— START OF Exercise input —

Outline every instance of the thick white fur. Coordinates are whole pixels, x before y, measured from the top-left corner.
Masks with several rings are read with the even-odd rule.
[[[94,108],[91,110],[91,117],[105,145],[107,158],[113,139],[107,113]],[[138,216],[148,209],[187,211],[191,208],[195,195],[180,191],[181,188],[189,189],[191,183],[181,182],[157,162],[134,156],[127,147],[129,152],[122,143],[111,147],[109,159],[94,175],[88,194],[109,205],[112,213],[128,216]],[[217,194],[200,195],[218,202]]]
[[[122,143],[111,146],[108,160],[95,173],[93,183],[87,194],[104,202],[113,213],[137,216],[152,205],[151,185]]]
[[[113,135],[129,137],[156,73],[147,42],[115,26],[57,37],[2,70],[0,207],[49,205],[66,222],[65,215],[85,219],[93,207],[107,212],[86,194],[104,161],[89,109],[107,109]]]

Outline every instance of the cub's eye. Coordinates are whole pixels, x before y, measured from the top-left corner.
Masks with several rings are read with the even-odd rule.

— END OF Exercise input —

## Requirements
Write out all of the lines above again, including the requests. Multiply every polygon coordinate in the answers by 1.35 and round it to the nearest whole number, rounding halves up.

## Response below
Outline every instance of the thick white fur. Coordinates are whole pixels, x before y, measured from the top-left corner.
Masks with several rings are read with the even-odd rule.
[[[127,146],[123,149],[123,158],[142,196],[144,213],[153,188],[144,153]],[[186,292],[200,282],[252,285],[258,281],[263,263],[243,258],[244,254],[255,255],[258,247],[244,246],[212,219],[181,211],[171,198],[174,205],[165,193],[150,198],[147,215],[127,236],[119,262],[147,277],[151,288],[173,292]],[[293,262],[270,263],[294,273]]]
[[[165,193],[150,197],[146,216],[128,234],[126,247],[117,262],[140,273],[153,288],[185,292],[205,277],[204,250]]]
[[[153,182],[174,185],[211,99],[198,57],[155,35],[77,50],[3,95],[0,279],[66,277],[89,300],[88,290],[115,296],[126,279],[144,286],[116,262],[140,217],[120,147],[144,147]]]

Outline every instance of the cub's eye. Coordinates are whole pixels, x before y, measured from the top-left corner.
Masks with several rings are read with the even-odd rule.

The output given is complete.